# [Problema A]
Según el texto sobre la pobreza, ¿en qué nivel de la sociedad se encuentra el ser humano realmente pobre?
# [Problema B]
Reproduzca todo el texto sobre la pobreza desde «Un mexicano de» hasta «componentes: ser personas.».

# [Texto proporcionado]

○ ○ ○ ○ ○

El ser humano realmente pobre, hoy, el que depende de los demás para los trámites más elementales de la existencia, se encuentra en el nivel más bajo de la sociedad. No posee dinero, no posee poder, no posee prestigio, no posee honor, no posee nada y, por eso, apenas sí es humano. En medio de ese escenario su vida carece de sentido.
Un mexicano de hoy, gobernado por un presidente y un partido de original, por extraña, posición frente a los problemas vitales, experimenta esto como una pérdida de la dignidad humana. En buena medida por esto en la palabra «pobres» se puede incluir a todos los oprimidos, a todo el ejército de gentes que dependen, digamos, de la misericordia de otros. Y también por ello, hoy, el término puede extenderse a todos los que confían entera y ciegamente en la misericordia de un presidente y un partido que, sin embargo, los vulnera en lo más sagrado de sus componentes: ser personas.
Todos los males, infortunios, carencias y enfermedades constituyen un campo abonado para la esperanza y la superstición. Y los políticos lo saben bien. El mundo oscuro y tenebroso en el que los desamparados ven amenazas por todas partes, los pobres están siempre a merced de individuos de mala calaña que los sitúan en calidad de propiedad privada que puede ser manejado o adquirido según la política del momento lo requiera.
Los pobres, los oprimidos, están siempre a merced de los que imponen cargas pesadas y no mueven un dedo para aliviar males, a no ser que puedan obtener algún beneficio por el que valga la pena el sacrificio de la ayuda.

○ ○ ○ ○ ○

# [Fragmentos de registros]

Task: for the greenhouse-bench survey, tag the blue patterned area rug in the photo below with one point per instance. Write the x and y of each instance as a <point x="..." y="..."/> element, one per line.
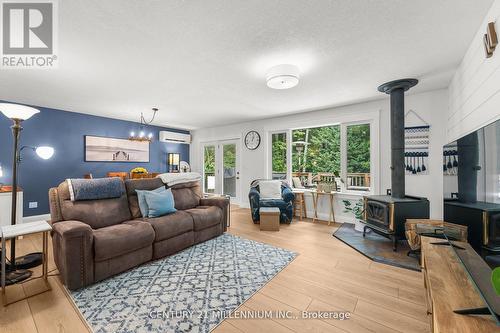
<point x="191" y="291"/>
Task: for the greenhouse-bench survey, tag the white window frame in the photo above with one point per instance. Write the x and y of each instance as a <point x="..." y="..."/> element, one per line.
<point x="288" y="153"/>
<point x="371" y="117"/>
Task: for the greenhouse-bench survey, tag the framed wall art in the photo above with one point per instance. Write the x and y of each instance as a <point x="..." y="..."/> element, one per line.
<point x="104" y="149"/>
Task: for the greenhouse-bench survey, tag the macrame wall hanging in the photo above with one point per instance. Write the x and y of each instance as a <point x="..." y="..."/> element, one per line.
<point x="417" y="147"/>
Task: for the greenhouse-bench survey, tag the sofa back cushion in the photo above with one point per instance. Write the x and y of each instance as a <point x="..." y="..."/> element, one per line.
<point x="187" y="195"/>
<point x="96" y="213"/>
<point x="146" y="184"/>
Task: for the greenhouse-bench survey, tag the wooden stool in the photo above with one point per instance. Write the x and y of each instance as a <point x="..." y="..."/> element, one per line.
<point x="269" y="218"/>
<point x="299" y="201"/>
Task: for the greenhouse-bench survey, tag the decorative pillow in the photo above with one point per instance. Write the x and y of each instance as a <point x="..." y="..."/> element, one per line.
<point x="297" y="183"/>
<point x="270" y="189"/>
<point x="143" y="205"/>
<point x="161" y="203"/>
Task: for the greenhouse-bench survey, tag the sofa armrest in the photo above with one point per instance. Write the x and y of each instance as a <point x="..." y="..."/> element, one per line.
<point x="73" y="252"/>
<point x="287" y="194"/>
<point x="222" y="203"/>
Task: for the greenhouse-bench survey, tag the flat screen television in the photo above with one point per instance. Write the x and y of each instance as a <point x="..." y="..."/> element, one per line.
<point x="471" y="166"/>
<point x="471" y="186"/>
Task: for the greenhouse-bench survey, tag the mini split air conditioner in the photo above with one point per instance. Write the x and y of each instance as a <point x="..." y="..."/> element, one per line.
<point x="167" y="136"/>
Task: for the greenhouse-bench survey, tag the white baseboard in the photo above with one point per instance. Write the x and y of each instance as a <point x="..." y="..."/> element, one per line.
<point x="44" y="217"/>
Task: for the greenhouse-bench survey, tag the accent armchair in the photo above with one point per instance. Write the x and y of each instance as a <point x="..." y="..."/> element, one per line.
<point x="285" y="204"/>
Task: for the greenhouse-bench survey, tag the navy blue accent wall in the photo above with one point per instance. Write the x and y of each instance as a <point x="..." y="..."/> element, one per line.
<point x="65" y="132"/>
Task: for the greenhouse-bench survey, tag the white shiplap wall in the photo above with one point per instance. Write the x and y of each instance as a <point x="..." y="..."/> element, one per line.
<point x="474" y="91"/>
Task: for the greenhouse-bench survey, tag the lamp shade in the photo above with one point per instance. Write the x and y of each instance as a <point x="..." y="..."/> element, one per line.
<point x="44" y="152"/>
<point x="17" y="111"/>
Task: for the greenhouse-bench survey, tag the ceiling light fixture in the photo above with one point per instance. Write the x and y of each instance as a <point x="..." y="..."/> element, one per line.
<point x="142" y="135"/>
<point x="283" y="76"/>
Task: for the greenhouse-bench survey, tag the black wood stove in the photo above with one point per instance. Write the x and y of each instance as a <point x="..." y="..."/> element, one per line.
<point x="387" y="214"/>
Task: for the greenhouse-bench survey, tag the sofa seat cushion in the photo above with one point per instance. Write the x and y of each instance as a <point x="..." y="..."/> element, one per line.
<point x="171" y="225"/>
<point x="205" y="216"/>
<point x="282" y="204"/>
<point x="119" y="239"/>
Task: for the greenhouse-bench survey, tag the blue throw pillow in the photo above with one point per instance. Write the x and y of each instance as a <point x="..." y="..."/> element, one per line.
<point x="160" y="204"/>
<point x="143" y="205"/>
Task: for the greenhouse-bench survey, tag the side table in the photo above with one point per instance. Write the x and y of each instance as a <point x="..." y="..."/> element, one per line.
<point x="12" y="231"/>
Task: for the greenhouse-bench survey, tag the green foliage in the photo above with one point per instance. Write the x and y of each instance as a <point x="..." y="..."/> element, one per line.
<point x="279" y="152"/>
<point x="209" y="159"/>
<point x="358" y="148"/>
<point x="322" y="154"/>
<point x="357" y="210"/>
<point x="229" y="156"/>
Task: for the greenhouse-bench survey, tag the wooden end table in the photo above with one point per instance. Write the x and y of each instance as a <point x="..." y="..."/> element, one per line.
<point x="12" y="231"/>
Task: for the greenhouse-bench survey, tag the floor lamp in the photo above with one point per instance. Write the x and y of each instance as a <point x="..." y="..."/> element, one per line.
<point x="17" y="113"/>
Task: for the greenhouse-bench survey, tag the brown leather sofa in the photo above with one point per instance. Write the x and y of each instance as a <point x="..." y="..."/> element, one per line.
<point x="95" y="239"/>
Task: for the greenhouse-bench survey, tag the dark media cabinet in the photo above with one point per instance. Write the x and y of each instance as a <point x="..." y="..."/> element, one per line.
<point x="482" y="220"/>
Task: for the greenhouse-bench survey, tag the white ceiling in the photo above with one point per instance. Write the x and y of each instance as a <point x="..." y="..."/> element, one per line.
<point x="203" y="63"/>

○ ○ ○ ○ ○

# [Respuesta del ejercicio A]
En el nivel más bajo de la sociedad.

# [Respuesta del ejercicio B]
Un mexicano de hoy, gobernado por un presidente y un partido de original, por extraña, posición frente a los problemas vitales, experimenta esto como una pérdida de la dignidad humana. En buena medida por esto en la palabra «pobres» se puede incluir a todos los oprimidos, a todo el ejército de gentes que dependen, digamos, de la misericordia de otros. Y también por ello, hoy, el término puede extenderse a todos los que confían entera y ciegamente en la misericordia de un presidente y un partido que, sin embargo, los vulnera en lo más sagrado de sus componentes: ser personas.